Every entry needs to be reproduced exactly.

### [EXERCISE MATERIALS]

========

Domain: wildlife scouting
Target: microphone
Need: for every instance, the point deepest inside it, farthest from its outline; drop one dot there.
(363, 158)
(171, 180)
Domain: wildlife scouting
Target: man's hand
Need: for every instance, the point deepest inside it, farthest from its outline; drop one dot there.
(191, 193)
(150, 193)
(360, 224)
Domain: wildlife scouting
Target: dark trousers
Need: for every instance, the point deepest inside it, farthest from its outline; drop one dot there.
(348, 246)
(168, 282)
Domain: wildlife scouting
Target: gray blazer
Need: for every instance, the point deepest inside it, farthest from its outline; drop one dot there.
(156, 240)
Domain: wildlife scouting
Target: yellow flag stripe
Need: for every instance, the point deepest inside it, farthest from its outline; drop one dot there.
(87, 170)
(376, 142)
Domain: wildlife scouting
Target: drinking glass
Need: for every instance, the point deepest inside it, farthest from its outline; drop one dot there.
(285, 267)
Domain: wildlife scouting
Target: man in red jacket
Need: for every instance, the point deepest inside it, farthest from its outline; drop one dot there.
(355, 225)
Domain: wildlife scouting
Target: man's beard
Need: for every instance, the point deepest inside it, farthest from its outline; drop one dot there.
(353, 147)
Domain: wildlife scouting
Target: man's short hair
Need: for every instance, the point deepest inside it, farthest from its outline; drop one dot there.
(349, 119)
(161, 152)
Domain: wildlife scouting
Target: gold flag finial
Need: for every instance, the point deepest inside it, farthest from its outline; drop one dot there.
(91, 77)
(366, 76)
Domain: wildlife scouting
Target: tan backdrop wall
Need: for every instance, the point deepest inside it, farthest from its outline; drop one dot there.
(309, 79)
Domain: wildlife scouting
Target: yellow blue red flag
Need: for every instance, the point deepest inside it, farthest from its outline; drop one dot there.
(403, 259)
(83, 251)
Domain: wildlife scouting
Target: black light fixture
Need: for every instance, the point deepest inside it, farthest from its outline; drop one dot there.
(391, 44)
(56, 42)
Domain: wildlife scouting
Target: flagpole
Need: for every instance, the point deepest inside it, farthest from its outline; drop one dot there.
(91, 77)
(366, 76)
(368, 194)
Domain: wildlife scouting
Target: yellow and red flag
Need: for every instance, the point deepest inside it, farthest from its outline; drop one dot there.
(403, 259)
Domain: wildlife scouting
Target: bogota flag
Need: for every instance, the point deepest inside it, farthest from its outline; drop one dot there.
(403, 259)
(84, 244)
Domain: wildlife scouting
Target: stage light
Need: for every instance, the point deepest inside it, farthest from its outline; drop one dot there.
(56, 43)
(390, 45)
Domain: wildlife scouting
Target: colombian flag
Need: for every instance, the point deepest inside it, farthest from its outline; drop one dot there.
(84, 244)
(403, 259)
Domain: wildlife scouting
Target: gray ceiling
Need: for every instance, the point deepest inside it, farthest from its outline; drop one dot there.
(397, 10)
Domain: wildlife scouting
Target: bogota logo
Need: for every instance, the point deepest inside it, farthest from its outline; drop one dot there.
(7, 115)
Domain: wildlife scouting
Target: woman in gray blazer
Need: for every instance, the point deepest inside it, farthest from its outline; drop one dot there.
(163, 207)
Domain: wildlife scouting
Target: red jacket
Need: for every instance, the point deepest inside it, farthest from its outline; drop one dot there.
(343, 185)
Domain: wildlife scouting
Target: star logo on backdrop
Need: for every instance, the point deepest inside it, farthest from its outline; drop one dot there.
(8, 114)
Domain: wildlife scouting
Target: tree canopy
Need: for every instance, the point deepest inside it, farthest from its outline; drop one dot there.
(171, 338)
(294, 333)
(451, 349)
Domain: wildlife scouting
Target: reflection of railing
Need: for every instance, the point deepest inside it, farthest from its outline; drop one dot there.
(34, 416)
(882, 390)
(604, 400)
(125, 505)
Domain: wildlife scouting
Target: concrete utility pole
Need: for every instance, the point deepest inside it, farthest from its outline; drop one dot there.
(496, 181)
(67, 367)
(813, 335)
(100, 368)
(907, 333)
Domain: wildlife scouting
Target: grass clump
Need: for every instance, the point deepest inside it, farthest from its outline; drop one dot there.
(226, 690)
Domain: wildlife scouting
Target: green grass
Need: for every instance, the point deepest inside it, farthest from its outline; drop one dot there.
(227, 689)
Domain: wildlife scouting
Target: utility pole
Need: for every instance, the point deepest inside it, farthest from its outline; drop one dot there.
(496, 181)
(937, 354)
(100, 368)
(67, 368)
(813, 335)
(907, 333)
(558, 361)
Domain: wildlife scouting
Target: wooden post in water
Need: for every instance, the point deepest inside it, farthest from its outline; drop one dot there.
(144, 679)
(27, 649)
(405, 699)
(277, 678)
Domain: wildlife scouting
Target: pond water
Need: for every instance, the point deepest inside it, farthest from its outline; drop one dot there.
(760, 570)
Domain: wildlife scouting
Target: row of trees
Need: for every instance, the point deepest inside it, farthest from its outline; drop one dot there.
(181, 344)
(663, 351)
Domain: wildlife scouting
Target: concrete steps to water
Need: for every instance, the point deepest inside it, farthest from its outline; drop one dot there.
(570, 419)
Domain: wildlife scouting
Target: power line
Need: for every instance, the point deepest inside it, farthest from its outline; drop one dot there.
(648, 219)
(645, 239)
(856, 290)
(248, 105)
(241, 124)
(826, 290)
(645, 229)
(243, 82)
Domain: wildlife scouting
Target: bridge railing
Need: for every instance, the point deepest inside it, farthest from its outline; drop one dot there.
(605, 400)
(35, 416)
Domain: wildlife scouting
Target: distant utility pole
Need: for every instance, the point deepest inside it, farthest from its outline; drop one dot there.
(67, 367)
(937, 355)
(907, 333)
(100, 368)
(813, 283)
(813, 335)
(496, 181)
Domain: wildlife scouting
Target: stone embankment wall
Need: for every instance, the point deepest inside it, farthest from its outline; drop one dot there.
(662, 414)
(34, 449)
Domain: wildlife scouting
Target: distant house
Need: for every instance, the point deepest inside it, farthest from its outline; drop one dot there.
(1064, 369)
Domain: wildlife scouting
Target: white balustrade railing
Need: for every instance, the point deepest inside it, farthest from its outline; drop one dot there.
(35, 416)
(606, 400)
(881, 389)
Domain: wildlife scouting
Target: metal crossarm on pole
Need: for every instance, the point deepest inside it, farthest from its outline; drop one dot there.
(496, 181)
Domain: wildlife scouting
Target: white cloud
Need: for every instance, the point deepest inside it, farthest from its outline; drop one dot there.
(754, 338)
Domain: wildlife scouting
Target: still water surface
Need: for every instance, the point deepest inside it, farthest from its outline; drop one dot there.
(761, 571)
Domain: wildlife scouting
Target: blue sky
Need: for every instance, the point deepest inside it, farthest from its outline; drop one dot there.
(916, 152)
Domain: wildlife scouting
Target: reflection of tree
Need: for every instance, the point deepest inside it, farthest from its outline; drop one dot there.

========

### [ANSWER TO THE PROBLEM]
Domain: wildlife scouting
Target: microphone
Need: for every instance, the point deepest inside it, farthest from its outline; drop one dot there.
(363, 158)
(171, 180)
Domain: wildlife scouting
Target: man's hand
Need: for every instance, the point deepest inside it, farthest from its outline; drop one dot there.
(191, 193)
(150, 193)
(360, 224)
Domain: wildlife scouting
Target: dark trousers
Need: for every instance, the point deepest inside it, farthest from its outline; drop one dot there.
(348, 246)
(168, 282)
Domain: wildlife scouting
Target: gray blazer
Need: for every instance, the point deepest inside it, farthest from its outline; drop one dot there.
(156, 240)
Domain: wildlife scouting
Target: yellow flag stripe
Need: for every instance, the point deepest inside it, farthest from its outline; drop one dot there.
(87, 170)
(376, 142)
Domain: wildlife scouting
Target: drinking glass
Need: for every instance, the point deepest inside it, farthest from its outline; drop one dot there.
(285, 267)
Domain: wildlife scouting
Target: man in red jacket
Need: for every instance, the point deepest inside it, farthest from its outline; drop one dot there.
(355, 225)
Domain: wildlife scouting
Target: man's beard
Need: for every instance, the point deepest inside it, farthest from its outline; drop one dot there.
(353, 147)
Domain: wildlife scouting
Target: man's short hair
Need: for every instance, the point deepest inside it, farthest from its outline; drop one dot there.
(349, 119)
(161, 152)
Domain: wildlife scouting
Target: gold flag finial
Need: for every instance, the point deepest inside it, farthest from its outline; drop one dot there.
(91, 77)
(366, 76)
Domain: wildlife scouting
Target: tan backdrop wall
Need: for every instance, the point deepest inside it, farthest from its outline; drop one dot there.
(309, 79)
Domain: wildlife scouting
Target: yellow blue red flag
Need: for every instance, the point deepest inside it, farthest from its outline; drop one dot there.
(403, 259)
(83, 251)
Domain: wildlife scouting
Target: black light fixture
Need: for every instance, the point deepest inside it, farthest from its outline; drop one dot there.
(391, 44)
(56, 42)
Domain: wildlife scouting
Target: flagpole
Need: for every instance, the point deepest inside it, farthest from its outline; drop one dot there.
(91, 77)
(366, 76)
(368, 194)
Domain: wildlife scouting
Target: yellow and red flag
Need: for every instance, the point deepest inside it, farthest from its outline; drop one dot there.
(403, 259)
Domain: wildlife scouting
Target: bogota flag
Need: for every instance, the point deepest inside it, farthest from its outline; drop one dot there.
(403, 259)
(84, 244)
Domain: wildlife scouting
Target: stage light
Need: for every instance, the point deepest inside it, farthest from its outline; drop one dot there.
(56, 43)
(390, 45)
Domain: wildlife scouting
Target: colombian flag
Need: for every instance, the point deepest inside it, farthest from its outline; drop one dot there.
(84, 244)
(403, 259)
Domain: wildlife scouting
Target: gray ceiling
Need: for every instance, the point deepest inside it, farthest from its outline; drop one dot there.
(397, 10)
Domain: wildlife scouting
Target: bogota logo
Need: for every instance, the point deepest inside it, farthest from its outline; drop one dot there.
(7, 115)
Domain: wildlife scouting
Target: woman in gray blazer
Need: for every instance, the point deepest inside it, farthest from its outline; drop one dot there.
(163, 207)
Domain: wildlife scouting
Target: red jacket
Need: for every instance, the point deepest inside it, farthest from its outline; drop one dot there.
(343, 185)
Domain: wildlife scouting
Target: star logo on backdrop
Need: for every instance, the point deepest inside it, farthest from its outline; drop one dot there.
(8, 114)
Domain: wildlife scouting
Target: tree canopy
Need: for every instance, the point deepest inside it, farthest from its outline; drop one dot there.
(171, 338)
(294, 333)
(451, 349)
Domain: wildlife scouting
Target: reflection of railing
Need: for every instance, the point deepest inside it, farthest from its outline; drop one dot there.
(34, 416)
(882, 390)
(604, 400)
(125, 505)
Domain: wildlife scouting
Target: concrete utility pole
Need: for every instance, the point deepest inside it, farthest from its outline; drop one dot there.
(496, 181)
(67, 367)
(813, 335)
(100, 368)
(907, 333)
Domain: wildlife scouting
Target: grass clump
Need: for every instance, the point deepest inside it, farthest from its outline; drop one dot there.
(226, 690)
Domain: wildlife scouting
Target: green grass
Need: for every instance, the point deepest inside it, farthest from its outline; drop one dot there.
(227, 689)
Domain: wildlife scouting
Target: utility pole
Need: for every instance, the point deepest inside it, farthest from its outline; drop one dot there.
(496, 181)
(937, 354)
(100, 368)
(67, 368)
(813, 335)
(907, 333)
(558, 361)
Domain: wildlife scouting
Target: wooden post in water
Need: for every instance, the point deepest inside it, farthest from its outline; drop one dot there.
(144, 679)
(27, 649)
(405, 699)
(277, 678)
Domain: wildlife scouting
Target: pond water
Need: for every instance, the point deepest inside it, farthest from its outline; drop one dot there.
(760, 570)
Domain: wildlife scouting
Target: row of trees
Need: for every instance, the point deepest inside it, farthest from its outline; drop one dot there.
(181, 344)
(663, 351)
Domain: wildlife scouting
Target: concrete steps to water
Need: for every instance, the point deepest inside it, farthest from its outline; drop one dot there.
(570, 419)
Domain: wildlife scouting
Target: power line
Need: for every instance, the point deepest inside it, farthest from its outline; drop one dot there.
(648, 219)
(645, 239)
(856, 290)
(248, 105)
(241, 124)
(826, 290)
(645, 229)
(243, 82)
Domain: wildlife scouting
Target: bridge railing
Need: for every instance, the point deepest inside it, farthest from its outline; drop one dot there.
(605, 400)
(35, 416)
Domain: wildlife scouting
Target: distant utility pole
Need: for every instance, the point deepest inside it, farthest from its outline; drop one dot there.
(67, 367)
(937, 355)
(907, 333)
(100, 368)
(813, 283)
(813, 335)
(496, 181)
Domain: wildlife scouting
Target: stone embankment wall
Need: for every instance, the point deepest inside it, farthest from its outline; drop one dot there.
(662, 414)
(34, 449)
Domain: wildlife scouting
Target: distant house
Need: for every instance, the point deepest inside it, farthest from its outline; drop one dot there.
(1064, 369)
Domain: wildlife scouting
Target: white balustrade railing
Need: for every instance, the point deepest inside it, farthest from its outline; drop one dot there.
(35, 416)
(606, 400)
(881, 389)
Domain: wildlife scouting
Target: metal crossarm on pole
Need: for every instance, the point deepest inside it, farthest from its outline; drop one dot there.
(496, 181)
Domain: wildlife scouting
Target: white cloud
Need: for every instance, the point deepest inside it, farthest from its outline; drop one dot there.
(754, 338)
Domain: wildlife scouting
Target: still water surface
Need: for every instance, the point deepest inside it, farthest from its outline; drop one dot there.
(761, 571)
Domain: wildlife scouting
Target: blue sky
Need: for every instance, the point deepest inside it, farthest from its outline; drop one dot there.
(916, 152)
Domain: wildlife scouting
Target: reflection of tree
Need: for every instance, the point deepest inside it, farthest from its outline; drop one dot there.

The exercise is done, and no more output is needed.